WHAT TO DO |
In the rows below, starting with the line that contains "Tag each instance of the coffee" and going on through the last row, swap "green plant" for "potted plant". Give back only those lines, with everything else left unchanged.

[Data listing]
● ● ● ●
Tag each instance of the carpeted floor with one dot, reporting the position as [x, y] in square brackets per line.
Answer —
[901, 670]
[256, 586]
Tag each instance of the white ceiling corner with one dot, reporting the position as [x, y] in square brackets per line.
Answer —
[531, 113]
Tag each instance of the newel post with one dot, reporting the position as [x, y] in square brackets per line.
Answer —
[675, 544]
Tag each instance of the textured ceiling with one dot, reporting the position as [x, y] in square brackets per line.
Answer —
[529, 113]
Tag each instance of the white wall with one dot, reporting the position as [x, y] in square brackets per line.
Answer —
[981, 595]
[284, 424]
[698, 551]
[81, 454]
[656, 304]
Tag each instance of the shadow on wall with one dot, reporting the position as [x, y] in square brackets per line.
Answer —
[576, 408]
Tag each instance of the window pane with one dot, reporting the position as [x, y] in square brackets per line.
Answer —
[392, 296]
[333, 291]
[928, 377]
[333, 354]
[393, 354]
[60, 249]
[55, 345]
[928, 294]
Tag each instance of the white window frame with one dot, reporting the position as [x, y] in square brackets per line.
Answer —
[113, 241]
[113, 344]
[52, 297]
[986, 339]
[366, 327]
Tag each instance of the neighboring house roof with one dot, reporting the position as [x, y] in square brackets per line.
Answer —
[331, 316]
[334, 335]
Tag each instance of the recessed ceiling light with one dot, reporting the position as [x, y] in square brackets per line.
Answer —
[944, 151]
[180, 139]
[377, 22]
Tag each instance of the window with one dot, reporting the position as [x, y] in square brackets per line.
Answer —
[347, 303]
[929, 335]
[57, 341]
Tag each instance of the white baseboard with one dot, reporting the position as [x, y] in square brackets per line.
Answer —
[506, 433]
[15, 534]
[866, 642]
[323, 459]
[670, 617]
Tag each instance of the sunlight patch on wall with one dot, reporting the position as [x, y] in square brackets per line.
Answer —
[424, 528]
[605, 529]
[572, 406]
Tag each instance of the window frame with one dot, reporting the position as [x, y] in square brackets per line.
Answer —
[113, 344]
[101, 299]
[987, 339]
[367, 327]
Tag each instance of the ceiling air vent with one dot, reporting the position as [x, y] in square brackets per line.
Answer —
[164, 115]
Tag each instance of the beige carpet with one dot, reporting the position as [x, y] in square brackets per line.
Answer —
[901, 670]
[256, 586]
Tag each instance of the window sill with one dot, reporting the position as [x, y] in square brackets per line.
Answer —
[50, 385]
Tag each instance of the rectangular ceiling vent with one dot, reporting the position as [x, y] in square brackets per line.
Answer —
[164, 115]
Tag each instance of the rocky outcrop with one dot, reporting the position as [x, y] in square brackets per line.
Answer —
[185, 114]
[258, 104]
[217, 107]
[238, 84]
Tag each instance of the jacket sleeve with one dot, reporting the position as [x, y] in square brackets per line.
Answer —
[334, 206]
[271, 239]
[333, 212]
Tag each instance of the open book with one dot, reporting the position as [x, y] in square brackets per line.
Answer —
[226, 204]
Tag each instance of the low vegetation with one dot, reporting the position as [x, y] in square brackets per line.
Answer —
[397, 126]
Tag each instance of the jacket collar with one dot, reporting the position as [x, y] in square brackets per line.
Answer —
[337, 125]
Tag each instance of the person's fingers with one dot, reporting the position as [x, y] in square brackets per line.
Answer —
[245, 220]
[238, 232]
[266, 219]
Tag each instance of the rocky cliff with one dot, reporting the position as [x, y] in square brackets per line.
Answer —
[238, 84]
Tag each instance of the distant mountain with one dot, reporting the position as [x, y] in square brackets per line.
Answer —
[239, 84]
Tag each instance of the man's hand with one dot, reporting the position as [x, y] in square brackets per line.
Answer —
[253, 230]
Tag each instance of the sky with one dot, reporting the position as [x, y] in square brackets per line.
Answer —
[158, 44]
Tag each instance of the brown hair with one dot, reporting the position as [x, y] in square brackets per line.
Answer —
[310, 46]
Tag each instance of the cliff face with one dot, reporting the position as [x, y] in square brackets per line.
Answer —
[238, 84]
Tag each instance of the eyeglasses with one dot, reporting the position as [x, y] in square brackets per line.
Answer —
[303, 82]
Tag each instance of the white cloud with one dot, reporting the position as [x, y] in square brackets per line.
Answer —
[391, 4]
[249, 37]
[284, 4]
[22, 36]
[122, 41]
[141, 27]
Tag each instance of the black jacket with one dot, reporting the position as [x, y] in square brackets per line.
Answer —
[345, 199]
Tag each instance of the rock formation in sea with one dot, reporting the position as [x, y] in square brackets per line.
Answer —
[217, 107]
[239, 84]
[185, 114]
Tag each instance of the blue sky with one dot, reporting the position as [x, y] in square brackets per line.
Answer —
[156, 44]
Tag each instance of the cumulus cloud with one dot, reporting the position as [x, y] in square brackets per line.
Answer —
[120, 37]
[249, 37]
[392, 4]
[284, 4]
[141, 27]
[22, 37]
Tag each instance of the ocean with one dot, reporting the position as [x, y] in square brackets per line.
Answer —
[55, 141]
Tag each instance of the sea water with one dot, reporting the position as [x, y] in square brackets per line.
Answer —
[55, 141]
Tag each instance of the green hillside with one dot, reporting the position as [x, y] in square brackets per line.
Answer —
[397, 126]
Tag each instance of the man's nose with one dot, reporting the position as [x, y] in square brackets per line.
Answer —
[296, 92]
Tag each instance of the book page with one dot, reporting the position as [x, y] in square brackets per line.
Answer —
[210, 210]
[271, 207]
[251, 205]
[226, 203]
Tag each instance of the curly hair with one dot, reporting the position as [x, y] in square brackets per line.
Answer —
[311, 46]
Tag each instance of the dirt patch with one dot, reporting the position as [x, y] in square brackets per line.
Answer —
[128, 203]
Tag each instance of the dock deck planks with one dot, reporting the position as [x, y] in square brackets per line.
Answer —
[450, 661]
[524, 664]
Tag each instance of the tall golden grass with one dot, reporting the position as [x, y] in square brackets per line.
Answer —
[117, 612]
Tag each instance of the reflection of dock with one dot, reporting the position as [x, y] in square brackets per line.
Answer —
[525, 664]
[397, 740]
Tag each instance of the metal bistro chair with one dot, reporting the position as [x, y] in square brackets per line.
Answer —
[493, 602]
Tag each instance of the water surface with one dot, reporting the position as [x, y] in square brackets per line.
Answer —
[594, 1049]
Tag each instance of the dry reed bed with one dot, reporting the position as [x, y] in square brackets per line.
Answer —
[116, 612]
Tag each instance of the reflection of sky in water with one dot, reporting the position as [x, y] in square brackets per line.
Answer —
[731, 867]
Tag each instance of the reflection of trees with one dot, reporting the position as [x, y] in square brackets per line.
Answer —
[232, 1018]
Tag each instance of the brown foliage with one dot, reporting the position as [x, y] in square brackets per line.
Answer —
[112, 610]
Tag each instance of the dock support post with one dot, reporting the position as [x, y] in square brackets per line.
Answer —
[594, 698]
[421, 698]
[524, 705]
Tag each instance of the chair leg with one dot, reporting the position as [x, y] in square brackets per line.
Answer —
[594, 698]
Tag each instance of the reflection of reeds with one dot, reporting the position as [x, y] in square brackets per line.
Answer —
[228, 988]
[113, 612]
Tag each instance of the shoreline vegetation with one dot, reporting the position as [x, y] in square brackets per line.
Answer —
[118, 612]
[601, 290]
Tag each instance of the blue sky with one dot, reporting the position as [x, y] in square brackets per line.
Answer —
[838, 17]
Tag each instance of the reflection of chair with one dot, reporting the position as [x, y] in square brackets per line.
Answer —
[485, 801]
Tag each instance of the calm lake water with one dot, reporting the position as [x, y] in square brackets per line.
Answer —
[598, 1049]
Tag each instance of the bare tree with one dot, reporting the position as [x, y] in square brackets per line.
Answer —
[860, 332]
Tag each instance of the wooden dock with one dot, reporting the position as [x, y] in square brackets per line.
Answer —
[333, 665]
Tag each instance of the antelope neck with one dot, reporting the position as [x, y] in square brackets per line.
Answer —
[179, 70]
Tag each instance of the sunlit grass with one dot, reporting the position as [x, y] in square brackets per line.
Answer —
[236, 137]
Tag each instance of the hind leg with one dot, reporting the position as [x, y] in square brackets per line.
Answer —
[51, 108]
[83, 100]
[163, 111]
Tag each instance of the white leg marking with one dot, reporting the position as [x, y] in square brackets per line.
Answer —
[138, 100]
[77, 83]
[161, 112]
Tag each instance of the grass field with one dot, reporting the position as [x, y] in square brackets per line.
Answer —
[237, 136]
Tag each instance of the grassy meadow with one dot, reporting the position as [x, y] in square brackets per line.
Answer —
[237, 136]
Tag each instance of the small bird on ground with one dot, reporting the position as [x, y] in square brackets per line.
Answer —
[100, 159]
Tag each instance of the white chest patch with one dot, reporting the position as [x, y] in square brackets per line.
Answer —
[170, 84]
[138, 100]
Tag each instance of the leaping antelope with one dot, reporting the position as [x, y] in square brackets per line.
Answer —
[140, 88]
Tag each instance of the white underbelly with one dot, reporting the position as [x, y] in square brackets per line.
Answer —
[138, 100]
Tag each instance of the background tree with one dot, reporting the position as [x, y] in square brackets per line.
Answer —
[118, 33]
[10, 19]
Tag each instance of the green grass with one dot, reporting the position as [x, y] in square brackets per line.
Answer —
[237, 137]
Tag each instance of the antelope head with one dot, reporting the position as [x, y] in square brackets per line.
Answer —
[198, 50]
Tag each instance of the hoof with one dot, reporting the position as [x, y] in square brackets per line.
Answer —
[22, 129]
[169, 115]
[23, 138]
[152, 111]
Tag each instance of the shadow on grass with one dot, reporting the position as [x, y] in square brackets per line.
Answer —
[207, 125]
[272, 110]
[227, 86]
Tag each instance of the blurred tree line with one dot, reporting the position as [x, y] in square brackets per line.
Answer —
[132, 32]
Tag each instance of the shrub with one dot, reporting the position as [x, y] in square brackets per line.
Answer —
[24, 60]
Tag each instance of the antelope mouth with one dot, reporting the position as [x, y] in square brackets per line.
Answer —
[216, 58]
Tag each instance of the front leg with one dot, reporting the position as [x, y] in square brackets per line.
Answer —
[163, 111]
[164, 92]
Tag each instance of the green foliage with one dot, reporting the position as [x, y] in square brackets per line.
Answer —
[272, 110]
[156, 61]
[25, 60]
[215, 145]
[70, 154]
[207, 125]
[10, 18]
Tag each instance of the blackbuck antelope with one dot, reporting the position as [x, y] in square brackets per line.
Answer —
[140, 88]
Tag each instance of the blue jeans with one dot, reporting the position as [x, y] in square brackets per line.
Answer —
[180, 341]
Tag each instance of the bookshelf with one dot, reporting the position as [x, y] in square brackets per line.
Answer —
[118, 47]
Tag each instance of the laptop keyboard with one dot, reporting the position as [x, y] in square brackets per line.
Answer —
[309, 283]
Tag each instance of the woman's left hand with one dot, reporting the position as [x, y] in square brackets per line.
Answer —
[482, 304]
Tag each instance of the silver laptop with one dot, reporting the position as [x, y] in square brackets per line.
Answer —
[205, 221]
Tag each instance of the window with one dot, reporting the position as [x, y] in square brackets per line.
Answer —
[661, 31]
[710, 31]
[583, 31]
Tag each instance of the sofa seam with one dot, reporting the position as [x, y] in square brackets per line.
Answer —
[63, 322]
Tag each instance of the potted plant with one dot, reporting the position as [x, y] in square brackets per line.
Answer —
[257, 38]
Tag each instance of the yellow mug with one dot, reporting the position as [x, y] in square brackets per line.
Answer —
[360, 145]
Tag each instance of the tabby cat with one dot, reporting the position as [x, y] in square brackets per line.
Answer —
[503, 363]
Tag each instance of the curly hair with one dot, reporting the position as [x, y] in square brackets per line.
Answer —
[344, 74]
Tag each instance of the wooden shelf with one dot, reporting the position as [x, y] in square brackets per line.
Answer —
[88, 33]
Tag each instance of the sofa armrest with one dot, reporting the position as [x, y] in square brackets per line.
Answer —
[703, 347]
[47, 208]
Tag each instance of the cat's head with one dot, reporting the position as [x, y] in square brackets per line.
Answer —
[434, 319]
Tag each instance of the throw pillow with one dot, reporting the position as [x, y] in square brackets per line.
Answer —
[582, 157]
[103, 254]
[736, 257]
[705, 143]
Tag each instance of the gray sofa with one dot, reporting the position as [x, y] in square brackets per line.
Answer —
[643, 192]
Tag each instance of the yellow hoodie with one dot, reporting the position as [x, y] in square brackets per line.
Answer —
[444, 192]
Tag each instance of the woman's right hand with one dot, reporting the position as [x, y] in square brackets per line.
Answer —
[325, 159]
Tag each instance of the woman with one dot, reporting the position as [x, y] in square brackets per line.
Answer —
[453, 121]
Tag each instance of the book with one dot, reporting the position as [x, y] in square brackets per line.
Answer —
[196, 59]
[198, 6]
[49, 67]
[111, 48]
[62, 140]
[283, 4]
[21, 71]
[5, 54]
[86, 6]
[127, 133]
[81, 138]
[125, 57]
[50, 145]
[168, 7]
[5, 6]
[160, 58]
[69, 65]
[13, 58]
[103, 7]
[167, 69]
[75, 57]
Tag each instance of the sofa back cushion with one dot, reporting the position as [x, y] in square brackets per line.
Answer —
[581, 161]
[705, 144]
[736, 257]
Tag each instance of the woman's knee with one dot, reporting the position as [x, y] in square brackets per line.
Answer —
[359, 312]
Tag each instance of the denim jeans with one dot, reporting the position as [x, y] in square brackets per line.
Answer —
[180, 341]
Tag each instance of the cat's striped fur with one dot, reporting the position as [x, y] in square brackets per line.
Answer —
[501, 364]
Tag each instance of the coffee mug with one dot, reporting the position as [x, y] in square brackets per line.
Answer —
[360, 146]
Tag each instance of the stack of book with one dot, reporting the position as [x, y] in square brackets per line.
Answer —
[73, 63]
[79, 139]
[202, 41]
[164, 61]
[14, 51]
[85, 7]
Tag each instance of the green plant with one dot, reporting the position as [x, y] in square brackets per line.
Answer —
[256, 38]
● ● ● ●
FINAL RESULT |
Tag each instance of the coffee mug with one dot, reporting the position as [x, y] in square brackets per line.
Answer —
[360, 146]
Tag each instance of the stack of book with one dot, reporting the position as [x, y] in square brackets per line.
Answer —
[73, 63]
[79, 139]
[202, 41]
[164, 61]
[14, 51]
[85, 7]
Tag each instance of the potted plant with one dot, reporting the position as [x, y] in square brackets per line.
Answer —
[256, 38]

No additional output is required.